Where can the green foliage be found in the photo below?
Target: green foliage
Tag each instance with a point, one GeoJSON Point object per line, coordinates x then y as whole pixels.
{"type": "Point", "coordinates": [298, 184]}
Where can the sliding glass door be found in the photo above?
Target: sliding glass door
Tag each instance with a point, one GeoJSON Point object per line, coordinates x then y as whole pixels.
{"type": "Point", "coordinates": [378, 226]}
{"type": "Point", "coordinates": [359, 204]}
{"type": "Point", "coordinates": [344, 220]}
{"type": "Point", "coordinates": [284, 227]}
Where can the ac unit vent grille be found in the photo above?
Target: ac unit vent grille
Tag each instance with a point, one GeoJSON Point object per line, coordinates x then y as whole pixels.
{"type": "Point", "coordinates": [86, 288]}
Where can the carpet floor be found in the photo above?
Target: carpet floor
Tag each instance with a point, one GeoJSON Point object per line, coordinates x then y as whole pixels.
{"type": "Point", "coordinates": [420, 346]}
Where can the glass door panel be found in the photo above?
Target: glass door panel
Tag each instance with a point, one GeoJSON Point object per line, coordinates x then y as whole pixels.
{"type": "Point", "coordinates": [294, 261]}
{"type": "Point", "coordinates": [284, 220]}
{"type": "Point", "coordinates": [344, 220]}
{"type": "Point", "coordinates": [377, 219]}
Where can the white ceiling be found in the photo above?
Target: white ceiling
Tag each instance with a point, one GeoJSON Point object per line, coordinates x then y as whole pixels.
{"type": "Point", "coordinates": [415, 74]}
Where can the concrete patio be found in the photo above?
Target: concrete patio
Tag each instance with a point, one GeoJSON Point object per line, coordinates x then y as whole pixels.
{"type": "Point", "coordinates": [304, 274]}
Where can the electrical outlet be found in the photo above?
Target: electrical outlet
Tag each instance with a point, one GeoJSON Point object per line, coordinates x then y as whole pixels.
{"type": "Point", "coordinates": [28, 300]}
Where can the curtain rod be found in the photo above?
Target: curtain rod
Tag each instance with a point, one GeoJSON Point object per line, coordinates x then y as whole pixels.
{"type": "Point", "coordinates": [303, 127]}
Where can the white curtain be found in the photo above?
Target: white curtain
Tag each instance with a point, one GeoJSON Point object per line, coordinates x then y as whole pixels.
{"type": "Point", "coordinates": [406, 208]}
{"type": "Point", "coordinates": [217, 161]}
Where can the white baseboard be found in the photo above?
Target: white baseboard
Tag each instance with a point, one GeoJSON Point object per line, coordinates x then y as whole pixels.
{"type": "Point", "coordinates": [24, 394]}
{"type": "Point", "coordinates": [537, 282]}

Exercise task
Can you give the lines above again, replacing "white curtain" with "sheer curtain" wherever it appears and leaving everything else unchanged?

Correct answer
Where can the green foliage be found in the photo below?
Target: green foliage
Tag each instance with a point, one GeoJSON Point object per line, coordinates x then y as whole pixels.
{"type": "Point", "coordinates": [298, 184]}
Where can the sliding glass door be found in the photo above?
Target: sliding glass door
Tag each instance with a point, one GeoJSON Point object per line, coordinates x then y as whole pixels.
{"type": "Point", "coordinates": [378, 226]}
{"type": "Point", "coordinates": [359, 204]}
{"type": "Point", "coordinates": [344, 220]}
{"type": "Point", "coordinates": [284, 227]}
Where can the ac unit vent grille be found in the photo above?
Target: ac unit vent grille
Tag each instance with a point, one GeoJSON Point object per line, coordinates x then y as whole pixels.
{"type": "Point", "coordinates": [86, 288]}
Where can the carpet floor be found in the photo above?
Target: carpet floor
Tag each instance with a point, one GeoJSON Point object per line, coordinates x then y as whole pixels.
{"type": "Point", "coordinates": [420, 346]}
Where can the glass door panel be found in the photo above?
Target: glass door panel
Tag each instance with a point, one GeoJSON Point object per line, coordinates x then y as whole pixels.
{"type": "Point", "coordinates": [294, 261]}
{"type": "Point", "coordinates": [284, 220]}
{"type": "Point", "coordinates": [344, 220]}
{"type": "Point", "coordinates": [377, 219]}
Where can the white ceiling be found in the photo above?
Target: white ceiling
Tag each instance with a point, one GeoJSON Point object per line, coordinates x then y as whole pixels.
{"type": "Point", "coordinates": [415, 74]}
Where can the concrete patio be found in the photo above?
Target: concrete patio
Tag each instance with a point, one GeoJSON Point object per line, coordinates x then y as whole pixels.
{"type": "Point", "coordinates": [304, 274]}
Where can the electrical outlet be found in the photo above?
Target: electrical outlet
Tag each instance with a point, one GeoJSON Point object per line, coordinates x then y as whole pixels.
{"type": "Point", "coordinates": [28, 300]}
Where can the curtain rod be found in the photo above?
Target: curtain rod
Tag each instance with a point, one GeoJSON Point object per line, coordinates x then y as whole pixels.
{"type": "Point", "coordinates": [303, 127]}
Where can the sheer curtain be found in the photo above?
Target: sheer curtain
Tag each instance with a point, one GeoJSON Point object per line, coordinates x then y as whole pixels.
{"type": "Point", "coordinates": [406, 208]}
{"type": "Point", "coordinates": [217, 161]}
Where can the white baseboard be found in the photo above?
Target: white baseboard
Tag each instance with a point, one GeoJSON Point object per line, coordinates x then y as whole pixels.
{"type": "Point", "coordinates": [24, 394]}
{"type": "Point", "coordinates": [537, 282]}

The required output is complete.